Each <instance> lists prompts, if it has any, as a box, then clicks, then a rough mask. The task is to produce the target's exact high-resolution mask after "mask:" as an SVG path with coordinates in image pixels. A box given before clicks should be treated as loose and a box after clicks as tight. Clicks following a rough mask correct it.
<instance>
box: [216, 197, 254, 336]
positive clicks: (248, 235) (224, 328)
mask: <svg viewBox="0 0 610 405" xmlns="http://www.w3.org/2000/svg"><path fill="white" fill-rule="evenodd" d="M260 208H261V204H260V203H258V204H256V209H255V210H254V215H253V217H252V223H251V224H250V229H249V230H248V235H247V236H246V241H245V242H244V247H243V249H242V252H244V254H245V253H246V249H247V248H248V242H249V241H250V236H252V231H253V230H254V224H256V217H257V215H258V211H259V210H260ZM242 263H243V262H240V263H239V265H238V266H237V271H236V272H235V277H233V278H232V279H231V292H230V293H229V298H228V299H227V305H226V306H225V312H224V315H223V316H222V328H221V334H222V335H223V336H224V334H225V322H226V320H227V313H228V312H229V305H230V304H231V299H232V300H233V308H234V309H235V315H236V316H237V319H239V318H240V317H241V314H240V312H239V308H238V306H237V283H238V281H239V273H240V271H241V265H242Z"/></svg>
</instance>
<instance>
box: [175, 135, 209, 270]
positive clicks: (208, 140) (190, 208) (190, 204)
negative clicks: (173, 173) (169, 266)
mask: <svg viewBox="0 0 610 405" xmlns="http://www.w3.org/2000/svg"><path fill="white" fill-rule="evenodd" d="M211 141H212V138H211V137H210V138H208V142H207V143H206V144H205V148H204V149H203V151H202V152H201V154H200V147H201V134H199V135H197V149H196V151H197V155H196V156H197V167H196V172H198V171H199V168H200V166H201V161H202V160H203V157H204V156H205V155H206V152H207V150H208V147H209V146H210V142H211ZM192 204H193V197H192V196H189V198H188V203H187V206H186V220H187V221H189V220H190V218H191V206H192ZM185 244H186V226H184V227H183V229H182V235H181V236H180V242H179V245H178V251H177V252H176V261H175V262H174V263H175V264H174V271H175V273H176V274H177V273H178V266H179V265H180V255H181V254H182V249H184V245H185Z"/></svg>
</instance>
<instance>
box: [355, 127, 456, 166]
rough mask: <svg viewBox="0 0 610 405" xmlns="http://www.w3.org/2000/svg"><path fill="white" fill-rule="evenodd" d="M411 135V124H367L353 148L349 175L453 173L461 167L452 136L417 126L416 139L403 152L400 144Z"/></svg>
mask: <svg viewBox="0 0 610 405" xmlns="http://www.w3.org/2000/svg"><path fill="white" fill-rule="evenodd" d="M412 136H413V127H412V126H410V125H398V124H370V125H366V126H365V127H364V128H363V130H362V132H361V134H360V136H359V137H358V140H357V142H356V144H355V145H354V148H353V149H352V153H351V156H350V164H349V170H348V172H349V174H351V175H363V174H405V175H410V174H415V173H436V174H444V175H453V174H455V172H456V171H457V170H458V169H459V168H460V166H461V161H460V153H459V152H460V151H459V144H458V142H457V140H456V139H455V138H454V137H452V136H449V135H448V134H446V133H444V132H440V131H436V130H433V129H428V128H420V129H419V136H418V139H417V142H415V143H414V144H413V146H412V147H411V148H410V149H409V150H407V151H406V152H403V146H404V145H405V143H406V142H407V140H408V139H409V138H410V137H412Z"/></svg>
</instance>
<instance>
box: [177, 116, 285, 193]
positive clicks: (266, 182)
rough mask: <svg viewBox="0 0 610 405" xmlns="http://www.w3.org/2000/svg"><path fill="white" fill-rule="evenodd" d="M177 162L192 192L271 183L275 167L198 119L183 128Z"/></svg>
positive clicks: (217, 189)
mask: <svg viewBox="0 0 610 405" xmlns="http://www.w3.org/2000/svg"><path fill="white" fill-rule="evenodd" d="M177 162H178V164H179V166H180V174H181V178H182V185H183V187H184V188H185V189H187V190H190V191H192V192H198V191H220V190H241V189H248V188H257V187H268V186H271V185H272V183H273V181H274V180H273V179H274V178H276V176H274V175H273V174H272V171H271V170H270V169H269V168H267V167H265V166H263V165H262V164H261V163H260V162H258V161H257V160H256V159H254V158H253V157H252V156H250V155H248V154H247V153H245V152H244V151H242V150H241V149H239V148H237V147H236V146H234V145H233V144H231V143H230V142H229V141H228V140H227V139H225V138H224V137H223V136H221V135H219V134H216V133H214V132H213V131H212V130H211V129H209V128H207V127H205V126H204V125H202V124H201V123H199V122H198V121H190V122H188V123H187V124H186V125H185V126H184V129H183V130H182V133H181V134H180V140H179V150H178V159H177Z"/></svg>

#### REQUEST
Write the records again exactly as they stand.

#### RESPONSE
Each <instance> lists prompts, if it has any, as a box, then clicks, then a rough mask. The task is to produce the target's exact high-resolution mask after "mask:" as an SVG path with coordinates in image pixels. A box given before clicks should be treated as loose and a box after clicks as tight. Clicks following a rough mask correct it.
<instance>
box: [216, 197, 254, 336]
positive clicks: (248, 235) (224, 328)
mask: <svg viewBox="0 0 610 405" xmlns="http://www.w3.org/2000/svg"><path fill="white" fill-rule="evenodd" d="M260 208H261V204H260V203H258V204H256V209H255V210H254V215H253V217H252V223H251V224H250V229H249V230H248V235H247V236H246V241H245V242H244V247H243V249H242V252H244V254H245V253H246V249H247V248H248V242H249V241H250V236H252V231H253V230H254V224H256V217H257V215H258V211H259V210H260ZM242 263H243V262H240V263H239V265H238V266H237V271H236V272H235V277H233V278H232V279H231V292H230V293H229V298H228V299H227V305H226V306H225V312H224V315H223V316H222V328H221V334H222V335H223V336H224V334H225V322H226V320H227V313H228V312H229V305H230V304H231V299H232V300H233V308H234V309H235V315H236V316H237V319H239V318H240V317H241V314H240V312H239V308H238V306H237V283H238V281H239V273H240V271H241V265H242Z"/></svg>
</instance>
<instance>
box: [175, 135, 209, 270]
positive clicks: (208, 140) (190, 208) (190, 204)
negative clicks: (173, 173) (169, 266)
mask: <svg viewBox="0 0 610 405" xmlns="http://www.w3.org/2000/svg"><path fill="white" fill-rule="evenodd" d="M211 141H212V138H211V137H210V138H208V142H207V143H206V144H205V148H204V149H203V151H202V152H201V154H200V147H201V134H199V135H197V149H196V151H197V155H196V156H197V167H196V172H198V171H199V168H200V166H201V161H202V160H203V157H204V156H205V155H206V152H207V150H208V147H209V146H210V142H211ZM192 204H193V197H192V196H189V198H188V203H187V206H186V220H187V221H189V220H190V218H191V206H192ZM185 244H186V226H184V227H183V229H182V235H181V236H180V242H179V245H178V251H177V252H176V261H175V262H174V263H175V264H174V271H175V273H176V274H177V273H178V266H179V265H180V255H181V254H182V249H184V245H185Z"/></svg>
</instance>
<instance>
box: [355, 127, 456, 166]
rough mask: <svg viewBox="0 0 610 405" xmlns="http://www.w3.org/2000/svg"><path fill="white" fill-rule="evenodd" d="M411 135V124H367L353 148L349 175L453 173L461 167L452 136L417 126L416 139L403 152L400 144Z"/></svg>
mask: <svg viewBox="0 0 610 405" xmlns="http://www.w3.org/2000/svg"><path fill="white" fill-rule="evenodd" d="M412 136H413V127H412V126H410V125H398V124H370V125H366V126H365V127H364V128H363V130H362V132H361V134H360V136H359V137H358V140H357V142H356V144H355V145H354V148H353V149H352V153H351V156H350V164H349V170H348V172H349V174H351V175H363V174H405V175H410V174H415V173H436V174H444V175H453V174H455V172H456V171H457V170H458V169H459V168H460V166H461V161H460V153H459V152H460V151H459V144H458V142H457V140H456V139H455V138H454V137H452V136H449V135H448V134H446V133H444V132H440V131H436V130H433V129H428V128H420V129H419V136H418V139H417V142H415V143H414V144H413V146H412V147H411V148H410V149H409V150H407V151H406V152H403V146H404V145H405V143H406V142H407V140H408V139H409V138H410V137H412Z"/></svg>
</instance>
<instance>
box: [177, 116, 285, 193]
positive clicks: (266, 182)
rough mask: <svg viewBox="0 0 610 405" xmlns="http://www.w3.org/2000/svg"><path fill="white" fill-rule="evenodd" d="M177 162L192 192L271 183L275 167L198 119L183 128Z"/></svg>
positive clicks: (217, 189)
mask: <svg viewBox="0 0 610 405" xmlns="http://www.w3.org/2000/svg"><path fill="white" fill-rule="evenodd" d="M177 162H178V164H179V166H180V174H181V178H182V185H183V187H184V188H185V189H187V190H190V191H192V192H198V191H220V190H241V189H248V188H257V187H268V186H271V185H272V183H273V181H274V180H273V179H274V178H276V176H274V175H273V174H272V171H271V170H270V169H269V168H267V167H265V166H263V165H262V164H261V163H260V162H258V161H257V160H256V159H254V158H253V157H252V156H250V155H248V154H247V153H245V152H244V151H242V150H241V149H239V148H237V147H236V146H234V145H233V144H231V143H230V142H229V141H228V140H227V139H225V138H224V137H223V136H221V135H219V134H216V133H214V132H213V131H212V130H211V129H209V128H207V127H205V126H204V125H202V124H201V123H199V122H198V121H190V122H188V123H187V124H186V125H185V126H184V129H183V130H182V133H181V134H180V140H179V150H178V159H177Z"/></svg>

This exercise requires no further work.